-- START --

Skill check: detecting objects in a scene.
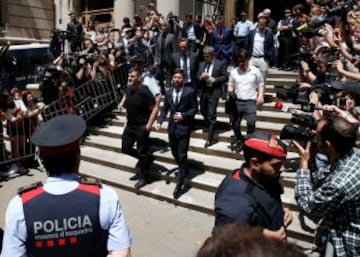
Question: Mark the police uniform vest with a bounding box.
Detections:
[19,177,107,257]
[215,167,284,230]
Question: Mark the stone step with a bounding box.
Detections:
[110,112,288,135]
[85,126,299,174]
[99,114,297,159]
[267,68,299,79]
[115,104,291,124]
[80,160,313,247]
[265,76,297,86]
[82,137,298,210]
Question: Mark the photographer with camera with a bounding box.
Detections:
[66,11,83,52]
[127,27,150,65]
[293,114,360,257]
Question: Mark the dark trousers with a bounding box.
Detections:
[278,36,293,68]
[121,126,152,176]
[200,92,219,140]
[232,100,256,141]
[169,133,190,182]
[156,61,171,93]
[235,36,249,50]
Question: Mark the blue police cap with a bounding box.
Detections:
[30,114,86,157]
[244,132,287,159]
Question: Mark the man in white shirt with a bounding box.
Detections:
[228,49,265,152]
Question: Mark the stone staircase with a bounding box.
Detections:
[80,67,315,248]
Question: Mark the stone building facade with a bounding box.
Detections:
[0,0,55,45]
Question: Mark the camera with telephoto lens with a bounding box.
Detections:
[276,82,309,104]
[280,114,317,146]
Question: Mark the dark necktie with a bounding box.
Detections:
[205,63,211,74]
[183,54,188,82]
[175,89,180,107]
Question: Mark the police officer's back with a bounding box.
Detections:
[214,132,292,239]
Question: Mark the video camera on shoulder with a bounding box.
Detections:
[276,82,309,104]
[301,97,346,112]
[280,114,317,146]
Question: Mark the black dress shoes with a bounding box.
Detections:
[173,183,183,199]
[129,173,140,181]
[134,178,149,189]
[205,140,215,148]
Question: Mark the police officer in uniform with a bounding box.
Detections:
[214,132,292,240]
[1,114,132,257]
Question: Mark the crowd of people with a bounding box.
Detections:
[2,1,360,257]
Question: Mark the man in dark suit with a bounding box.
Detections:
[182,14,204,52]
[155,69,198,199]
[198,46,227,148]
[170,38,199,90]
[154,23,177,93]
[210,16,235,64]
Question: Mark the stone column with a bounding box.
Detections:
[156,0,180,18]
[114,0,135,28]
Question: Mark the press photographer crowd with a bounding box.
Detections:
[0,0,360,257]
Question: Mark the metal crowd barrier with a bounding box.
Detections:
[0,65,128,174]
[41,64,128,121]
[0,117,38,175]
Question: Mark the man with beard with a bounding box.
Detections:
[121,68,157,189]
[155,69,198,199]
[214,132,292,240]
[294,116,360,257]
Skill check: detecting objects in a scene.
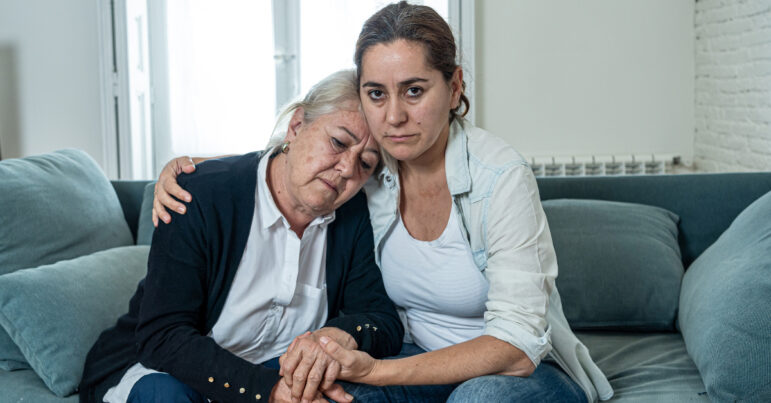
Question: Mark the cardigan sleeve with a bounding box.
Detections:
[326,195,404,358]
[135,196,280,402]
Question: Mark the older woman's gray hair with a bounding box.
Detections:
[267,69,361,149]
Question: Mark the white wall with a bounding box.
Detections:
[476,0,694,161]
[0,0,105,167]
[694,0,771,171]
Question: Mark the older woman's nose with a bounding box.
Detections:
[337,150,359,178]
[386,97,407,126]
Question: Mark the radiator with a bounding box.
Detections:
[529,154,680,176]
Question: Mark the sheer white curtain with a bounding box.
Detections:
[148,0,448,174]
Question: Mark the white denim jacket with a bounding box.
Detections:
[364,121,613,401]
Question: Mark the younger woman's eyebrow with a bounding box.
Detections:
[361,77,428,88]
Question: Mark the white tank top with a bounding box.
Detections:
[381,203,489,351]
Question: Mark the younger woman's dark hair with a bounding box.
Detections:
[354,1,470,121]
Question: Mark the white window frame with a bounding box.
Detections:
[101,0,476,179]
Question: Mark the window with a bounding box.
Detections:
[104,0,473,179]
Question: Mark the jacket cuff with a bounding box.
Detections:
[484,319,551,367]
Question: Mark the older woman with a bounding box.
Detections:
[80,71,403,402]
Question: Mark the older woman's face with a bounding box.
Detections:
[284,104,380,216]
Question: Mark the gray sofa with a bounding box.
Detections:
[0,153,771,403]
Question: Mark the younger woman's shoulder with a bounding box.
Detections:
[463,123,528,168]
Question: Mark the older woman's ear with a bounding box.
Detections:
[284,107,305,141]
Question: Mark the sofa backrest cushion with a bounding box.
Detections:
[679,192,771,402]
[0,246,150,400]
[543,199,683,331]
[0,150,133,370]
[538,172,771,268]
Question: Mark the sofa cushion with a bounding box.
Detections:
[0,150,134,274]
[0,150,133,369]
[0,369,79,403]
[576,330,710,403]
[0,246,150,396]
[543,199,683,330]
[679,192,771,402]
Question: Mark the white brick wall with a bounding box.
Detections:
[694,0,771,172]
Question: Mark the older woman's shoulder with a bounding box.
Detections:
[178,152,262,207]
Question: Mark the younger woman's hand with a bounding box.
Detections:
[319,336,380,385]
[153,157,195,227]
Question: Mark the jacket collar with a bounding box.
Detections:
[444,120,471,196]
[370,119,471,196]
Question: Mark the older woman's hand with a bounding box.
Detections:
[279,327,358,401]
[268,379,351,403]
[153,157,195,227]
[319,337,380,385]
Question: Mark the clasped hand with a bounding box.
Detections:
[271,327,357,403]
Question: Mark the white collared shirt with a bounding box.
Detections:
[104,152,335,403]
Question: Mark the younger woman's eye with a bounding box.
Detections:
[407,87,423,98]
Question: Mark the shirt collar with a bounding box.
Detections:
[255,147,335,229]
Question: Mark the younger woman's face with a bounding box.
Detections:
[359,39,462,161]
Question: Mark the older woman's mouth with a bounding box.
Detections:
[319,178,340,194]
[385,134,417,143]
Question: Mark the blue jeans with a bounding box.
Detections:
[126,373,208,403]
[447,361,586,403]
[339,344,586,403]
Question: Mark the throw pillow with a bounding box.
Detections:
[679,192,771,402]
[0,150,133,369]
[543,199,683,330]
[0,246,150,396]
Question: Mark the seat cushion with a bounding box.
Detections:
[543,199,683,331]
[0,369,78,403]
[0,246,150,396]
[576,331,710,403]
[679,192,771,402]
[0,150,133,370]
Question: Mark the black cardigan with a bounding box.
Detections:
[80,153,404,402]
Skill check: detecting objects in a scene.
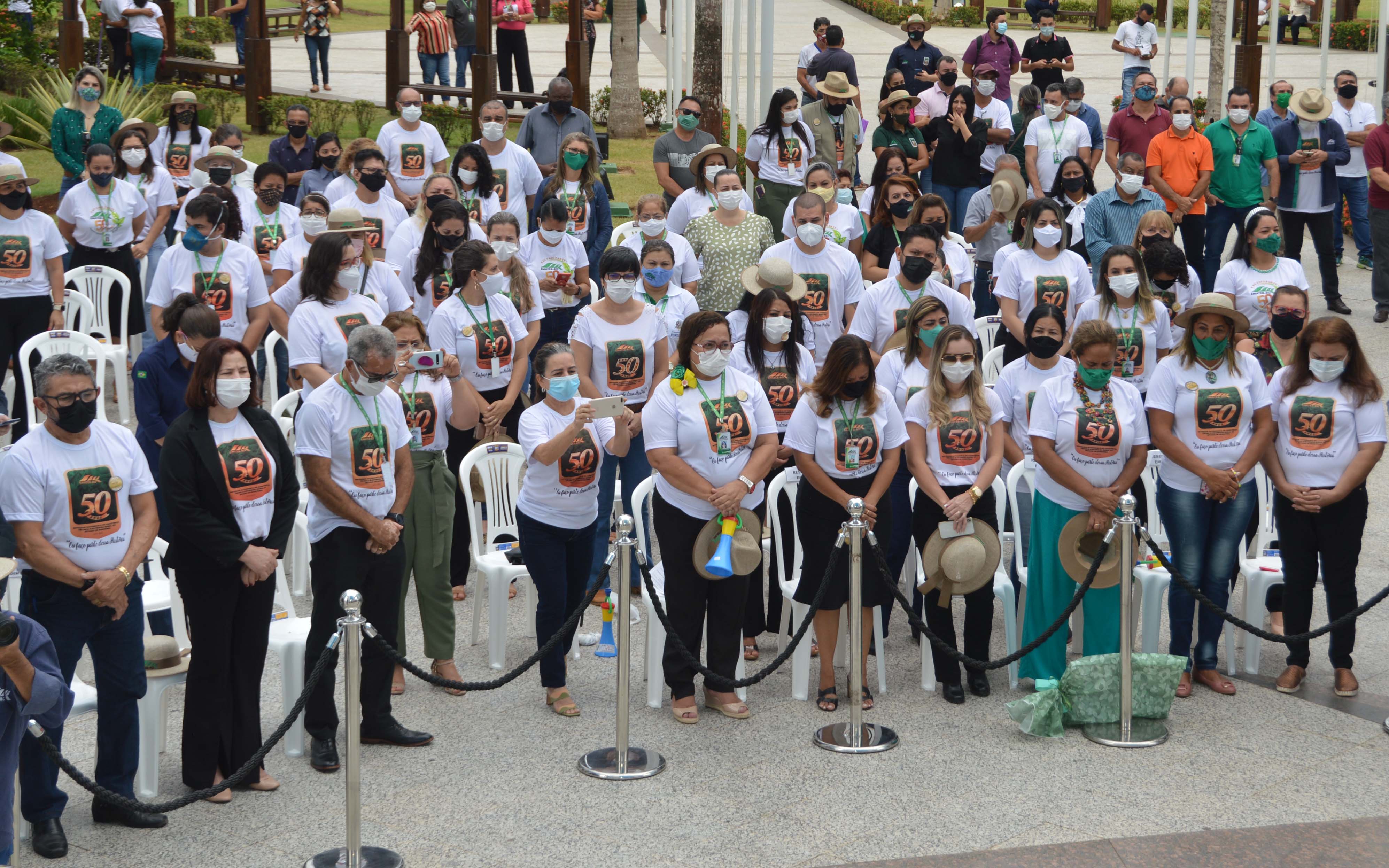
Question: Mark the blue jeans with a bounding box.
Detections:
[589,419,651,590]
[517,510,594,688]
[1157,479,1258,671]
[1332,175,1375,260]
[20,569,145,822]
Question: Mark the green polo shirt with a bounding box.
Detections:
[1204,118,1278,208]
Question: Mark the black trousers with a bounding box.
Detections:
[0,294,53,443]
[1274,485,1369,669]
[304,528,405,739]
[911,485,999,685]
[176,565,275,790]
[1278,208,1340,301]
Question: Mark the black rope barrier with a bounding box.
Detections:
[29,630,335,814]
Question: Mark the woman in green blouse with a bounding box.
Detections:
[685,169,776,314]
[49,67,125,199]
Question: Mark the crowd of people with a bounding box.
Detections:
[0,11,1389,857]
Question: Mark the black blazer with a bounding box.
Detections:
[160,407,298,569]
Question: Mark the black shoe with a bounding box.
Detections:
[29,816,68,858]
[361,719,433,747]
[308,739,342,772]
[92,799,170,829]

-- END --

Give only the number of lines in the data that contain the string "uniform". Case counts.

_FINISHED EXERCISE_
2